--- Your objective ---
Every line of the material below is to be printed again exactly.

--- Data extract ---
= = = = = = =
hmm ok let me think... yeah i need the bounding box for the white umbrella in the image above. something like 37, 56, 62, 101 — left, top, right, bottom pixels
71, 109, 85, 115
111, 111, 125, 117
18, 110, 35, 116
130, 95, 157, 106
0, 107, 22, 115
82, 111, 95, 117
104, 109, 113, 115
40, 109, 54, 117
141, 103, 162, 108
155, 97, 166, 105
= = = = = = =
--- The completed task ---
hmm ok let me think... yeah i need the bounding box for the white umbrella in the image above. something like 37, 56, 62, 101 — left, top, right, bottom pixels
71, 109, 85, 115
111, 111, 125, 117
18, 110, 35, 116
130, 95, 157, 106
0, 107, 22, 115
82, 111, 95, 117
104, 109, 113, 115
40, 109, 54, 117
141, 103, 162, 108
155, 97, 166, 105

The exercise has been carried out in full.